>>>

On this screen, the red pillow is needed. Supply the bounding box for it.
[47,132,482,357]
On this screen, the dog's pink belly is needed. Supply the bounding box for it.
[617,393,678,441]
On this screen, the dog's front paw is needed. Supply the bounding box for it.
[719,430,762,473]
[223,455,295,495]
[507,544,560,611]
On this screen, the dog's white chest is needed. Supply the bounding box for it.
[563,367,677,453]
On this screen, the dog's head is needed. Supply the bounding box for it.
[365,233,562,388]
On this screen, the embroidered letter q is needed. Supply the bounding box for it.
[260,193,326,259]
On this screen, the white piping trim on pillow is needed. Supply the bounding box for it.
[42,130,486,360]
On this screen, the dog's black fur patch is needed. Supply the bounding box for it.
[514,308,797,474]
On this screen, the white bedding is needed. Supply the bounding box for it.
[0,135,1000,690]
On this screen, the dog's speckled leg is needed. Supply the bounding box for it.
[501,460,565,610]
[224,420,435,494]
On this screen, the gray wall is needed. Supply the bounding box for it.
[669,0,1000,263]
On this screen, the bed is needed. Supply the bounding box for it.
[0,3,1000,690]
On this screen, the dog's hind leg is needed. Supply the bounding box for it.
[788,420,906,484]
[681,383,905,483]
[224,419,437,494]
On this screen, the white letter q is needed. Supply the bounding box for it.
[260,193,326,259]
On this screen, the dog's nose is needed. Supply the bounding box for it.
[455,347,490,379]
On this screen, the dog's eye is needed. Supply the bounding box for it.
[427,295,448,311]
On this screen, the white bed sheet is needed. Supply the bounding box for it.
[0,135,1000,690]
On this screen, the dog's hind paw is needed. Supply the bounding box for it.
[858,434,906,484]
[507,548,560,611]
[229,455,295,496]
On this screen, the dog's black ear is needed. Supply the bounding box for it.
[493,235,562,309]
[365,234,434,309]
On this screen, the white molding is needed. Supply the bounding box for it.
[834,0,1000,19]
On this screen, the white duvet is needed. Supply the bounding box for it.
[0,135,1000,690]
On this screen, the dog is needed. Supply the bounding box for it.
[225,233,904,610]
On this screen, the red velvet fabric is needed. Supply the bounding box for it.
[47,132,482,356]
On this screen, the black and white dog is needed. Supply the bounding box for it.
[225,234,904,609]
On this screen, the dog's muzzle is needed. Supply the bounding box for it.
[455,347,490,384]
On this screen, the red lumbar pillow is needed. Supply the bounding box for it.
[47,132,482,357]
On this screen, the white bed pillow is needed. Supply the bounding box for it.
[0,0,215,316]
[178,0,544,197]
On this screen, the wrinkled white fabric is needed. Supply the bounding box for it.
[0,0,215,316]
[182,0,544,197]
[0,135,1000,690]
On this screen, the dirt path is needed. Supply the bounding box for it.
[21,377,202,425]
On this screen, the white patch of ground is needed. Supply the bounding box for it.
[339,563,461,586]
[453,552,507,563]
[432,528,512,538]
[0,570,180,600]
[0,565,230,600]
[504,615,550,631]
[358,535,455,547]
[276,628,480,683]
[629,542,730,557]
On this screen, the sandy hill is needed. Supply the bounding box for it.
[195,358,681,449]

<<<

## The request
Lay out the rows as a numbered list, omitting blank lines, starting with the line that contains "On this screen, the dog's hind paw" and ending with the line that contains "[365,234,434,309]", both included.

## Output for this task
1. On this screen, the dog's hind paw is needed. Supply the bounding box for it.
2. [858,434,906,484]
3. [507,548,560,611]
4. [229,455,295,496]
5. On this screen, the dog's black ear is needed. Supply the bounding box for it.
6. [493,235,562,309]
7. [365,234,434,309]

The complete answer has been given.